Photograph by Nathaniel St. Clair

In the United States, when catastrophes happen, one of the first public reactions is to blame the schools. A recent headline in Mother Jones typifies this: “Why Teaching Civics in America’s Classrooms Must Be a Trump-Era Priority.” Surely, the logic goes, if civics had been properly taught to them, more than 70 million Americans would not have just voted for a delusional sociopath determined to replace centuries of constitutional democracy with a corrupt dictatorship.

It is true that since 1960 the teaching of civics in American schools has been largely obliterated by funding cuts and “core exam” strategies. By 2011, all federal support for the teaching of social studies and civics in schools had ended. Survey after survey has discovered just how ignorant Americans have become about their nation. For example, two-thirds of them can’t even name the three different branches of the US government. Or, presumably, spot the difference between the First Amendment’s guarantee of free speech and Trump’s repeated claim that the news media are “enemies of the People.”

So is the solution to the Trumpian abomination to be found in a great renaissance of social studies education? Perhaps but my own American educational experience tells me to be very careful here.

I was introduced to civics in my first year of junior high school. It was called Citizenship and it was 1958. I was 12 years old and living in a middle class suburb of New York City.

My Citizenship teacher was Mrs. Netts, a stout woman in her late 50s with a high-pitched cajoling voice, a rigid bouffant hairdo, and many pastel-coloured crepe dresses. In retrospect, she seems almost a comic figure, a kind of American Dame Edna. At the time, however, Mrs Netts terrified me.

▶ [Material provided]

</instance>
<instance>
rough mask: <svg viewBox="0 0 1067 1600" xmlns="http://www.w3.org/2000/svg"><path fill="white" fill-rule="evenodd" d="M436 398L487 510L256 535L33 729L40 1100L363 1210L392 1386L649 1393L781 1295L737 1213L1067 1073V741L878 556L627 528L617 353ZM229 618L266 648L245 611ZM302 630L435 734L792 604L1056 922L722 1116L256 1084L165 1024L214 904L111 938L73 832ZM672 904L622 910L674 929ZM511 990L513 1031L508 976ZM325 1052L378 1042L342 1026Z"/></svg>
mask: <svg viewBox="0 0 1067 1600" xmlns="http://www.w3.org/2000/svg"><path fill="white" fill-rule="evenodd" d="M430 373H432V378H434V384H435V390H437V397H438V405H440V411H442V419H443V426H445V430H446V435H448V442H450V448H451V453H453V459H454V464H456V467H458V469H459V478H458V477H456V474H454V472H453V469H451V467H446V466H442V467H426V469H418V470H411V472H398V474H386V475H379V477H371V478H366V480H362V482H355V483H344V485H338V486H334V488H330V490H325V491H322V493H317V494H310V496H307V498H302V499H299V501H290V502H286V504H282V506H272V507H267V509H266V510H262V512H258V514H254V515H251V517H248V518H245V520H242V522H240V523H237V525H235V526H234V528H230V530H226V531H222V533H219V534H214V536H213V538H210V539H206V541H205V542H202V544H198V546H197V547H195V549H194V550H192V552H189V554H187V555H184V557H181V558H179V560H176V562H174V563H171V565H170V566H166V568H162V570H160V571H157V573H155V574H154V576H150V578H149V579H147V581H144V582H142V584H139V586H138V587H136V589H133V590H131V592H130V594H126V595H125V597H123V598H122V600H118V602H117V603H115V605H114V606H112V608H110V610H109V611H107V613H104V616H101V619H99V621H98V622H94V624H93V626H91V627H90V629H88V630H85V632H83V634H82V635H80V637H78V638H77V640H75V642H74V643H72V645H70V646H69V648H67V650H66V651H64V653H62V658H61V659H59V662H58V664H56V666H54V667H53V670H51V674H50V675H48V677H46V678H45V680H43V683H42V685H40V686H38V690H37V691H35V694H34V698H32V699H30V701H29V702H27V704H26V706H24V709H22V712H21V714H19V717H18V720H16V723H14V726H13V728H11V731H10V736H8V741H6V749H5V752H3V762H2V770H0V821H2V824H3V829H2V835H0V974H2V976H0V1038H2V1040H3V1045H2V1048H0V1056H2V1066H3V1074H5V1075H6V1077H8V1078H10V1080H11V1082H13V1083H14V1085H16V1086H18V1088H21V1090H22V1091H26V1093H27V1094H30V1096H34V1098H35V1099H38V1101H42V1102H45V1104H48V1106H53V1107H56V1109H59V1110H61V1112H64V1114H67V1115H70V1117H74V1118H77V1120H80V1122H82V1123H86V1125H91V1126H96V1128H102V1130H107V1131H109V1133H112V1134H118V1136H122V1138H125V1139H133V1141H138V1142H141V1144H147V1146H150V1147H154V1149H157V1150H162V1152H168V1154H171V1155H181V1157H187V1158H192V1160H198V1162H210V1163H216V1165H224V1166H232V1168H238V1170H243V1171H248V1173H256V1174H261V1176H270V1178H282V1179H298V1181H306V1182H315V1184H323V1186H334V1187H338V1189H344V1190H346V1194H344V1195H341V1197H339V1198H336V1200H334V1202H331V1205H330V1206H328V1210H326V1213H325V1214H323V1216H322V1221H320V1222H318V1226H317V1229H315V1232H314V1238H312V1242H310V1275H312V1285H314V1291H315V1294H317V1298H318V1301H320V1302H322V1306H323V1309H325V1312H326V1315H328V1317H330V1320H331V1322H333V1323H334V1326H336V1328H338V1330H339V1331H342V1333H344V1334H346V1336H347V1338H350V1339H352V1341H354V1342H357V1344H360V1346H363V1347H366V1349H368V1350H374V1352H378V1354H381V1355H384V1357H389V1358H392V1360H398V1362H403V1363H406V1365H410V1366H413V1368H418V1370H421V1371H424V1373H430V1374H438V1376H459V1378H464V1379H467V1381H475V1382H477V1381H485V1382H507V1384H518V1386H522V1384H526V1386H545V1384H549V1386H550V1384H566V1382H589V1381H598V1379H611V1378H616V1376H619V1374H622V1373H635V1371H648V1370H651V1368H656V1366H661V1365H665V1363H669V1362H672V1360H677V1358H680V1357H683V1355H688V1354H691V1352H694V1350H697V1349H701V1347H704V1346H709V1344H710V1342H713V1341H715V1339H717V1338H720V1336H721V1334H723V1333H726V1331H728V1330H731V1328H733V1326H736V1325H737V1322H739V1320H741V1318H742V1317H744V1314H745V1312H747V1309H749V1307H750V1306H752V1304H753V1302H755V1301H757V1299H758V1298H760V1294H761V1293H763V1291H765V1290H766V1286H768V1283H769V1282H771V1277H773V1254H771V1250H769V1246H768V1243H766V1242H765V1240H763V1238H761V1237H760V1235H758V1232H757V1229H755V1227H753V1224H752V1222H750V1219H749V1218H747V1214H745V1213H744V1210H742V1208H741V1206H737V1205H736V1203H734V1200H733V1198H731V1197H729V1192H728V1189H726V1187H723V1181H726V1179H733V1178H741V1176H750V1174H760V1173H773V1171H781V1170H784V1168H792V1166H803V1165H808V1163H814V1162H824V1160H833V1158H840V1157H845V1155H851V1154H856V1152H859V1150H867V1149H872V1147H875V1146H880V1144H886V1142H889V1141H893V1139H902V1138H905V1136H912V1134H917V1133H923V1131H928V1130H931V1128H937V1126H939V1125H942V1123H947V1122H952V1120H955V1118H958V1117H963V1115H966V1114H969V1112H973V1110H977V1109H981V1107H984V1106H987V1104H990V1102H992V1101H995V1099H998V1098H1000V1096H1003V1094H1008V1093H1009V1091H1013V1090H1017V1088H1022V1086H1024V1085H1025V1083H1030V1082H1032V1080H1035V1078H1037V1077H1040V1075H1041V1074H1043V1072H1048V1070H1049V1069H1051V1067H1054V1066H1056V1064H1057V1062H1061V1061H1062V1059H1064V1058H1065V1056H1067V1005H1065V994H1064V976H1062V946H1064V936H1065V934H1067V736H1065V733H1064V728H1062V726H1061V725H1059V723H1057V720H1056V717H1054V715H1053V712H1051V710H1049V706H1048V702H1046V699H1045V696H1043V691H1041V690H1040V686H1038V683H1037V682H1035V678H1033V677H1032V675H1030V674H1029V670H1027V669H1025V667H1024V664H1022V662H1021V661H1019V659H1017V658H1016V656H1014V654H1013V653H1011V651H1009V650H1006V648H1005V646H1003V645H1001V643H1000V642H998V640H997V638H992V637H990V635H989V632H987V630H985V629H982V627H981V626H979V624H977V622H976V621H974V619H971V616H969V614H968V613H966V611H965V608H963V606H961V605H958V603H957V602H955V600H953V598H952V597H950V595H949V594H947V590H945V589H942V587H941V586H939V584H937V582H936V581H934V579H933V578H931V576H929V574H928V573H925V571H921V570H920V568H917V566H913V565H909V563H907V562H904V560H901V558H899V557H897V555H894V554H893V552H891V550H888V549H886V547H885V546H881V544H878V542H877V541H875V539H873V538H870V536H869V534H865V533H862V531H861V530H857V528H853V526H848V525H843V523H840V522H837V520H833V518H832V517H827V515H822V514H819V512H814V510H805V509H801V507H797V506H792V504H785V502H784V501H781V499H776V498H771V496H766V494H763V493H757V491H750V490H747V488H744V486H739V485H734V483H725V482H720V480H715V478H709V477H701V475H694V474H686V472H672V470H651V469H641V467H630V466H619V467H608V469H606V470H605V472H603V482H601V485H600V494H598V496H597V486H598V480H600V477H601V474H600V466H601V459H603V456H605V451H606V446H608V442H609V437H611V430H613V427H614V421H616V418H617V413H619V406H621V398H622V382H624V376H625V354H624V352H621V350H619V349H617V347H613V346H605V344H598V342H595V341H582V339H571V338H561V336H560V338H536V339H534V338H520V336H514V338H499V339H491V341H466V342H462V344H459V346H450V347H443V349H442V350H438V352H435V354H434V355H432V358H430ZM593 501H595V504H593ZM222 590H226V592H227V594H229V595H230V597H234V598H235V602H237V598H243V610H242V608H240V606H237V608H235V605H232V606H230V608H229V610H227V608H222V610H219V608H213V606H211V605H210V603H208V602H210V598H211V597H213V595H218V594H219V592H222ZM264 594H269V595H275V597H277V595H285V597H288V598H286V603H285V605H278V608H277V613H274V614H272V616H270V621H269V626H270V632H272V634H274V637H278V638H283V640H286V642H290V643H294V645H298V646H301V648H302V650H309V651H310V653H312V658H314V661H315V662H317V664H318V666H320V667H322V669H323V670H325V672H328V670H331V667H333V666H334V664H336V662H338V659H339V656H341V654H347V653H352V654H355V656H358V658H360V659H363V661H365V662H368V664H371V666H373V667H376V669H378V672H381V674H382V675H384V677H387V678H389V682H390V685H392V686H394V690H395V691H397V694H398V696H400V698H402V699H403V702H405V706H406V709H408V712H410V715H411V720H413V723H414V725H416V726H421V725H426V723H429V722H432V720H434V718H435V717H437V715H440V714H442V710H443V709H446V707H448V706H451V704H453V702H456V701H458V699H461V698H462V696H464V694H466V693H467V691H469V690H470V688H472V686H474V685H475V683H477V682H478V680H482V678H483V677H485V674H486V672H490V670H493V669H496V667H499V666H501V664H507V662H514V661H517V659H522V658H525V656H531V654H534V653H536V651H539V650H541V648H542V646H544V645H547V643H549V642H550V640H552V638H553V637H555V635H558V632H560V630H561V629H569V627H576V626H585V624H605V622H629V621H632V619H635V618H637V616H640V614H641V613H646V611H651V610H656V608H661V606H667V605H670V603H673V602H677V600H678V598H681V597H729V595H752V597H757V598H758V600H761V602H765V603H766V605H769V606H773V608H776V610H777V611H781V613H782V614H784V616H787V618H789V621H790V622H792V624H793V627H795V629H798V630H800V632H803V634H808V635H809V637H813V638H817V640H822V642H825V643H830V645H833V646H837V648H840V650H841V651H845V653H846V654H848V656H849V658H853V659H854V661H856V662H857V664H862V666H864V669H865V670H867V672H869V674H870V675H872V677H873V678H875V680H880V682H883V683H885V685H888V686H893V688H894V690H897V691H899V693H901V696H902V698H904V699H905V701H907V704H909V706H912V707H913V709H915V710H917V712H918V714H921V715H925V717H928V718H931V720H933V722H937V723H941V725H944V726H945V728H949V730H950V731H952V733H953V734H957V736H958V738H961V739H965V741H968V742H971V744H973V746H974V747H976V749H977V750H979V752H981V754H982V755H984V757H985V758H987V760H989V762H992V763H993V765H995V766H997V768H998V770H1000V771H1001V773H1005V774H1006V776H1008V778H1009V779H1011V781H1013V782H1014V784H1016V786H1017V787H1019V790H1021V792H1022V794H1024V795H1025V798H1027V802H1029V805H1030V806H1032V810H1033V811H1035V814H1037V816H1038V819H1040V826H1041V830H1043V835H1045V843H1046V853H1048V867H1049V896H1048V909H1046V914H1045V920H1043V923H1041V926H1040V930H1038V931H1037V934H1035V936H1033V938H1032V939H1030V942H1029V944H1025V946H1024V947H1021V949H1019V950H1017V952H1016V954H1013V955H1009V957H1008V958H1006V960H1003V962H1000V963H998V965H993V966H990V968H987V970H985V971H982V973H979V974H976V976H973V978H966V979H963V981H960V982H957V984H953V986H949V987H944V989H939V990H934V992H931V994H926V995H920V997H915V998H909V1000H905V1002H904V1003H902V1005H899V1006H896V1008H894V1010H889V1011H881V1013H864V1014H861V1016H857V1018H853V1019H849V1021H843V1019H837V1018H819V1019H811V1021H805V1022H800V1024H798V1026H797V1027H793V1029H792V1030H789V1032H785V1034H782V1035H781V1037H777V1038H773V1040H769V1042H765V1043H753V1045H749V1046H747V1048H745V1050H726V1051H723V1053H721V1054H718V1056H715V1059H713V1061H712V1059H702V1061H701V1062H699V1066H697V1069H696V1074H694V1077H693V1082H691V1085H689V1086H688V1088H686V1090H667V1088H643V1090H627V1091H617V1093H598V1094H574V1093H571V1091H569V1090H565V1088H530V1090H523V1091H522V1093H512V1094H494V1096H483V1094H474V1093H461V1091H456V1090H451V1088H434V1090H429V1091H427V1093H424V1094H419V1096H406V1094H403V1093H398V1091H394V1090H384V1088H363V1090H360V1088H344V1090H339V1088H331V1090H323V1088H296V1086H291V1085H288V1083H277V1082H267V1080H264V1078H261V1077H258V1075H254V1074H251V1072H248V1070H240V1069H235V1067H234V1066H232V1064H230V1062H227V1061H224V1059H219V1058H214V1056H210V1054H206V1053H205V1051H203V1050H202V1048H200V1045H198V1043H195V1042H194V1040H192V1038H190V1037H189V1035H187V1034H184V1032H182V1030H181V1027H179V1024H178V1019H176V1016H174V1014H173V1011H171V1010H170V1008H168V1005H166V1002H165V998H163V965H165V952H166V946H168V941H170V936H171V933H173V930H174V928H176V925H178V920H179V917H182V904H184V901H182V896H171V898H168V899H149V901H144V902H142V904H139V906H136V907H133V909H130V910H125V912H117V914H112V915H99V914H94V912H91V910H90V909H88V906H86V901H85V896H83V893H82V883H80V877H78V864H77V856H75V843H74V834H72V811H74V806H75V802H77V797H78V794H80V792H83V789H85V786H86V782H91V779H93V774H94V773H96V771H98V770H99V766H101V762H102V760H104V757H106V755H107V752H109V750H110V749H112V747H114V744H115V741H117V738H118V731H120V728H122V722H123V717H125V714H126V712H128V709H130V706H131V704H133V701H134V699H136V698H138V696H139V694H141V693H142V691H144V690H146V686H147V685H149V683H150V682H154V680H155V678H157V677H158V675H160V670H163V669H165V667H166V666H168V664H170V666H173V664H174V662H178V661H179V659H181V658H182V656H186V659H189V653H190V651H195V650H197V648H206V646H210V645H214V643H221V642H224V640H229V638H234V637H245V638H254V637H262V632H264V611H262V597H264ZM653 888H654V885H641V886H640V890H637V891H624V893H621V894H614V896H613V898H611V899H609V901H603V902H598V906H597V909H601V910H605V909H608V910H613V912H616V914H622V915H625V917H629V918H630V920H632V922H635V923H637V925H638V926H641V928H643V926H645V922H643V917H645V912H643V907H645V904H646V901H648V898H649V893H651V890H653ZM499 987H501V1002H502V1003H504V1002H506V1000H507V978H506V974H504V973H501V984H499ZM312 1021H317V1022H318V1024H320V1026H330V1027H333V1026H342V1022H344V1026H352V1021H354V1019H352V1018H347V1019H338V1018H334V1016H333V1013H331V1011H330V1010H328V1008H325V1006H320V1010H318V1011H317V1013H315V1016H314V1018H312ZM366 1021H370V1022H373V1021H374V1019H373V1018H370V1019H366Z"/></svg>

▶ [Using the information]
1 > Extract the passage of the civics essay starting at "Photograph by Nathaniel" and ending at "a corrupt dictatorship.".
2 > Turn the paragraph of the civics essay that begins "It is true that since 1960" into a short bulleted list that keeps its main facts.

▶ [Solutions for each task]
1 >
Photograph by Nathaniel St. Clair

In the United States, when catastrophes happen, one of the first public reactions is to blame the schools. A recent headline in Mother Jones typifies this: “Why Teaching Civics in America’s Classrooms Must Be a Trump-Era Priority.” Surely, the logic goes, if civics had been properly taught to them, more than 70 million Americans would not have just voted for a delusional sociopath determined to replace centuries of constitutional democracy with a corrupt dictatorship.

2 >
- Since 1960, funding cuts and "core exam" strategies have largely obliterated the teaching of civics in American schools.
- By 2011, all federal support for teaching social studies and civics in schools had ended.
- Survey after survey shows how ignorant Americans have become about their nation.
- Two-thirds of Americans can't name the three branches of the US government.
- Presumably they also can't tell the First Amendment's guarantee of free speech apart from Trump's repeated claim that the news media are "enemies of the People."